BEGIN
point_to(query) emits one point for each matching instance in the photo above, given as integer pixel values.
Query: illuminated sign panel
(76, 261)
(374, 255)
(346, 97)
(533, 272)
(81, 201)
END
TASK: Your task is to print all of the records exactly.

ANSWER TO THIS PROBLEM:
point_to(query) emits one point for each matching instance in the photo above, given as integer pixel values.
Query: illuminated sign panel
(76, 261)
(374, 255)
(346, 97)
(533, 272)
(81, 201)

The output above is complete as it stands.